WHAT IS REQUIRED: Copy out exactly the lines from the one containing "of the tall" to the end of the records below, both included, and nothing else.

Coordinate annotation records:
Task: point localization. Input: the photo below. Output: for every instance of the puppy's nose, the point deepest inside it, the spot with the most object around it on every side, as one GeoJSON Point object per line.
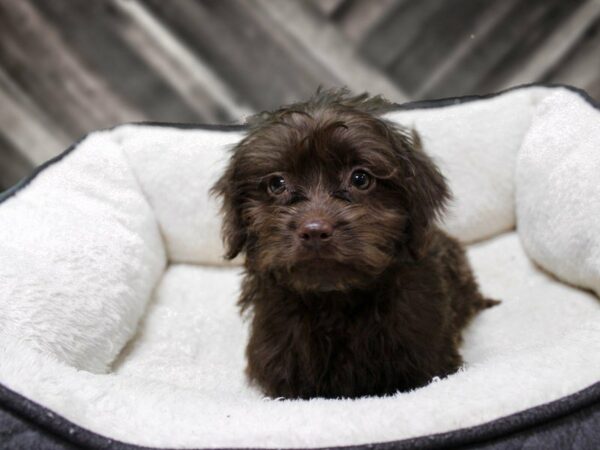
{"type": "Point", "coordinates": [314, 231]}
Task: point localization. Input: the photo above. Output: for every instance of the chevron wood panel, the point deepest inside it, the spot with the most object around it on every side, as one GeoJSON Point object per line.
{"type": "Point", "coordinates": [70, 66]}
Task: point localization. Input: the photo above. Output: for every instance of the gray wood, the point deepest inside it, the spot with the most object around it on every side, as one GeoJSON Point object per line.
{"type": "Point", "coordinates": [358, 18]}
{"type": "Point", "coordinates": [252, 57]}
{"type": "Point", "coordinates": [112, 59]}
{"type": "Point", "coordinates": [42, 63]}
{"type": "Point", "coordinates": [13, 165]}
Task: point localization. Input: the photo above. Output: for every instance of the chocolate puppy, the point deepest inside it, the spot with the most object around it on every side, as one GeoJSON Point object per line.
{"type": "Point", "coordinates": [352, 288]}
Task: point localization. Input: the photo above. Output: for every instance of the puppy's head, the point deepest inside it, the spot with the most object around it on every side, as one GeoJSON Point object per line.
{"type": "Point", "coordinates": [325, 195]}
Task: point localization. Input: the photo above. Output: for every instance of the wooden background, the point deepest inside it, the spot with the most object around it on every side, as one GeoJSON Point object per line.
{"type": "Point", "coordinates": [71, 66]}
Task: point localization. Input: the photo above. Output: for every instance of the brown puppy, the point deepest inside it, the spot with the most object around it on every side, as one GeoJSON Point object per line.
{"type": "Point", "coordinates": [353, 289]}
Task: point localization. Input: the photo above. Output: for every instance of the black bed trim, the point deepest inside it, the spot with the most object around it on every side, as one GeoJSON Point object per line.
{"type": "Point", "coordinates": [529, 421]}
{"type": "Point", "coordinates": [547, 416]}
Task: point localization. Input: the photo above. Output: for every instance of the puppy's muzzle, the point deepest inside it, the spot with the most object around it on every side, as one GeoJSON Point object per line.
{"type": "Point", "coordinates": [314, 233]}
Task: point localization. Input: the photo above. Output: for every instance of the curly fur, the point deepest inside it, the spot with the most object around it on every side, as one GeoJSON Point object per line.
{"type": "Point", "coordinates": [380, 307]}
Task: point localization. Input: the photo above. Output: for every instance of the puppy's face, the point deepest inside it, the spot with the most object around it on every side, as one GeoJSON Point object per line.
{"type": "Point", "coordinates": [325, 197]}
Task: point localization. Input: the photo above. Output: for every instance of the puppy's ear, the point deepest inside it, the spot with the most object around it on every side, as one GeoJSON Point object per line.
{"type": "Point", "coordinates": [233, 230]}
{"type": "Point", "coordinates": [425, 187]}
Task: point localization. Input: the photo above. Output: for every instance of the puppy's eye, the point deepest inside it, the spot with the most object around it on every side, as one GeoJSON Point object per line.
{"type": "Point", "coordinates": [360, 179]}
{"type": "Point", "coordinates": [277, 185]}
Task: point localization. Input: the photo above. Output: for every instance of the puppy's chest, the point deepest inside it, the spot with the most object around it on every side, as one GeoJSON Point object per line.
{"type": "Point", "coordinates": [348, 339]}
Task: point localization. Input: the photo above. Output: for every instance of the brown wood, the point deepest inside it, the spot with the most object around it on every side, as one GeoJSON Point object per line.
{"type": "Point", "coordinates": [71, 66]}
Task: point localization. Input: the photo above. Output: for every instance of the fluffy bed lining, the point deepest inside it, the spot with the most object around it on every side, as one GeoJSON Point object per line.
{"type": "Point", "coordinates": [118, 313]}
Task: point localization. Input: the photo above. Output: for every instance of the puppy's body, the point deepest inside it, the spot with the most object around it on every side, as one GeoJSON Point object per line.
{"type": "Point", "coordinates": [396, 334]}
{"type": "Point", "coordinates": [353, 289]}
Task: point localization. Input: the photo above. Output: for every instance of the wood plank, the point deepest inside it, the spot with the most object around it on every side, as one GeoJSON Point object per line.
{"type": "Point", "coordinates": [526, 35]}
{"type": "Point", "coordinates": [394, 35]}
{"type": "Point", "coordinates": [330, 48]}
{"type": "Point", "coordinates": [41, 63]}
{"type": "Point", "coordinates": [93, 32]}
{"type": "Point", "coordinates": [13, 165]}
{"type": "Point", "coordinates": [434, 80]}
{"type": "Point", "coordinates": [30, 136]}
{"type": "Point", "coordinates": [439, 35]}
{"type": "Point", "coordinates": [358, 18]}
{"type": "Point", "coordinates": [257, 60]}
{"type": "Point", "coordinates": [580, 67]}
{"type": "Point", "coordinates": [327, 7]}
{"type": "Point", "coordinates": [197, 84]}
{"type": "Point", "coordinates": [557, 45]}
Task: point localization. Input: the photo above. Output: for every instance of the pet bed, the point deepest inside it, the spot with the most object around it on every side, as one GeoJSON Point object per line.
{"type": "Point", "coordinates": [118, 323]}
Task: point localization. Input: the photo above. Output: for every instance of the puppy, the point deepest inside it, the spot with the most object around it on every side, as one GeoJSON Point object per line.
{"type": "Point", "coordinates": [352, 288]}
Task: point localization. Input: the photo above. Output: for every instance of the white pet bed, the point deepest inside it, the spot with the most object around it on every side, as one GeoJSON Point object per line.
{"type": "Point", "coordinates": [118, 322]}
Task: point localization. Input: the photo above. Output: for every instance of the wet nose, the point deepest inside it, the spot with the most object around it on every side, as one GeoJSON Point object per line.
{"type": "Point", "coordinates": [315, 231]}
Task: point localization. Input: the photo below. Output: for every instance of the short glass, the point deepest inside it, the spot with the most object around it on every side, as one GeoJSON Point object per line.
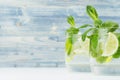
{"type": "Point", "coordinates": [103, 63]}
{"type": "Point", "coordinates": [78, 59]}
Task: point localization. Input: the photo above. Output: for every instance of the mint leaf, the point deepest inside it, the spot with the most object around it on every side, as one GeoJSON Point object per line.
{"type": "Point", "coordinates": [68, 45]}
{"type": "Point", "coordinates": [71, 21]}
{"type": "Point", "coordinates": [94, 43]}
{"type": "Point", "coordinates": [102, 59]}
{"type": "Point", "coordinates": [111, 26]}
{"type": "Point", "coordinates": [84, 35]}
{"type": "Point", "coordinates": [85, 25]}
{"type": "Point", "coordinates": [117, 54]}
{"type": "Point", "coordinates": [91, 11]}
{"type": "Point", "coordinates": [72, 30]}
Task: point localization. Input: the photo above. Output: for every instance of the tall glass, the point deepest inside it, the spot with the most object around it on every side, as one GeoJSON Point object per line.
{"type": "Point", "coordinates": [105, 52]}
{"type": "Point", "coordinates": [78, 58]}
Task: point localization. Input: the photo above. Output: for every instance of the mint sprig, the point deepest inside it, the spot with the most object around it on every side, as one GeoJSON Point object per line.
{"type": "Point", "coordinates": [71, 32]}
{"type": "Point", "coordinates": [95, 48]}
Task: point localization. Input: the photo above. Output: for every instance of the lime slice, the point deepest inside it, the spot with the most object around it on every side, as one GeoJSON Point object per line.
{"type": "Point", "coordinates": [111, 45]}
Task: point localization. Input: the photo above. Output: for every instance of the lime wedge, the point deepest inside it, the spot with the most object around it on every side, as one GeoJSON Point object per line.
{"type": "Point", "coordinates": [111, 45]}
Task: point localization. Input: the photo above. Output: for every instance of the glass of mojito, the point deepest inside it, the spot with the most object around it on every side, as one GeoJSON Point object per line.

THE ANSWER:
Task: point localization. Input: the photo above. Output: for every instance of the tall glass, the point deepest inside it, the spot with the most object around it on every side, as one GeoJSON Point object per line.
{"type": "Point", "coordinates": [105, 52]}
{"type": "Point", "coordinates": [78, 58]}
Task: point localization. Input: the photo above. Output: for every instance of the mint sprig, the point deepest inside it, the spot with the most object around it on every side, as one GeoJSON Point object per line.
{"type": "Point", "coordinates": [71, 32]}
{"type": "Point", "coordinates": [95, 48]}
Task: point localization. Input: the photo above. Output: for every instance of the lime slice, the point deepest inside it, the spot with the most object around it on every side, as one GeoJSON Point object per line.
{"type": "Point", "coordinates": [111, 45]}
Task: point localization. Input: the photo above. Output: for every instance of the lime wedge, the point deepest inside it, the spot with the most object around it on every side, as one GeoJSON Point object per line.
{"type": "Point", "coordinates": [111, 45]}
Task: point localization. Input: the photo above. Output: for every instance of the glass of mojito, the point deepest inside it, the spot with the most object around it on every side, as one GeoJSON Point object per line.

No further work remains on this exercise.